■ BRIEF 1 ■
From the article on Aurora's proposed power prices, copy the passage from "The CCNZ also" to "draft decision said.".
■ BRIEF 2 ■
Translate this sentence from the article on Aurora's proposed power prices into Spanish: "To pay for this, Aurora had forecast significant increases to power bills."
■ BRIEF 3 ■
List every distinct dollar sum that the article on Aurora's proposed power prices states in millions.

PASSAGE SHOWN below:

Last Thursday the New Zealand Commerce Commission (NZCC) released its draft decision on Aurora’s proposed energy pricing increases for the Otago region, and Queenstown Lakes District Mayor Jim Boult said he was “cautiously optimistic.”
“I feel NZCC could be making the best of a bad situation on behalf of our communities,” he said.
In June 2020, Aurora Energy (Aurora) applied to the NZCC to spend $383 million over the next three years (or $609 million over five years) to address safety and reliability issues on its network.
Aurora’s application was significant and was approximately double the allowances the NZCC had set Aurora for the previous comparable periods.
To pay for this, Aurora had forecast significant increases to power bills.
“NZCC’s role in Aurora’s investment plan was to set network reliability standards and determine how much money it should be allowed to recover from its customers to carry out its plan and over what period,” the draft plan said.
NZCC is now proposing to allow Aurora to recover $86m less from its customers than it had asked for in five years. This reduction was because it considered some of its expenditures could be deferred to a later date and some were not justified to the level Aurora had sought. Even so, Aurora would be able to significantly increase its expenditure and recover the cost from its customers.
“Pushing the programme from three to five years and reducing the proposed spend by $86 million is mitigating but ultimately households in our district will still be looking at adding something like $3-$13 per month to the power bill, and this increases every year until by 2026 they will be paying $20-$73 per month. By 2026 some high-use customers in Central Otago and Wānaka would be charged more than $876 a year more than their current bills.For many that prospect will be inconceivable,” Boult said.
“Ultimately our community can think about how they use power and whether they can reduce their energy use (switching off, solar etc.) but we remain deeply concerned for those on fixed incomes contemplating using less or no heat during our winter period,” he said.
NZCC also proposed to amend Aurora’s quality standards for unplanned outages to reflect the state of its network better. This would not be set at the levels Aurora requested but would allow it to meet targets that reflected its performance over the past five years. Overall, that should see the reliability of supply gradually improving over time.
The CCNZ also recommended that $38 million of network investment already incurred by Aurora be included in what they now recover from consumers meaning Dunedin Holding Company Limited and its owner the Dunedin City Council (DCC) would fund it.
“The NZCC understands that now, more than ever, household incomes will be strained, especially in light of COVID-19. Many consumers will be struggling to pay their bills while needing a reliable electricity supply,” the draft decision said.
“The position we continue to find ourselves in is firmly wedged between a rock and a hard place,” said Boult
“There is no easy solution. I hope that our communities will get informed about this issue and start to plan for it. I strongly recommend they do so if they haven’t already. Cost may be further mitigated, but ultimately power is poised to hit our communities in the pocket at a time when they can least afford it,” he said.
“Council will want to spend some time understanding the draft decision, and I urge our communities to engage at this point if they haven’t already as price increases will kick in from April next year.”
When the Sun contacted Aurora it said the Energy’s Board and Executive team would now take some time to work through the detail of the draft decision, which runs to some 500 pages, before making further comment.

End of PASSAGE SHOWN.
THE DATA below:

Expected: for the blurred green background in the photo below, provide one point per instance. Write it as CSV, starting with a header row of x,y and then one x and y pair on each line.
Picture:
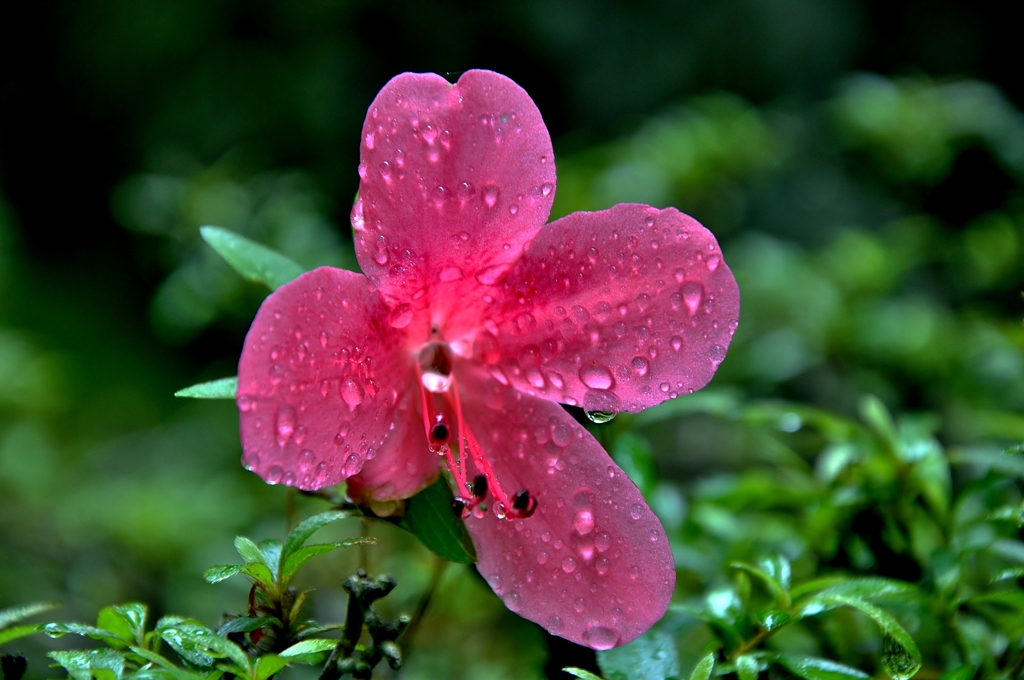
x,y
861,163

End of THE DATA.

■ TASK RESPONSE 1 ■
The CCNZ also recommended that $38 million of network investment already incurred by Aurora be included in what they now recover from consumers meaning Dunedin Holding Company Limited and its owner the Dunedin City Council (DCC) would fund it.
“The NZCC understands that now, more than ever, household incomes will be strained, especially in light of COVID-19. Many consumers will be struggling to pay their bills while needing a reliable electricity supply,” the draft decision said.

■ TASK RESPONSE 2 ■
Para pagar esto, Aurora había previsto aumentos significativos en las facturas de electricidad.

■ TASK RESPONSE 3 ■
$383 million
$609 million
$86 million
$38 million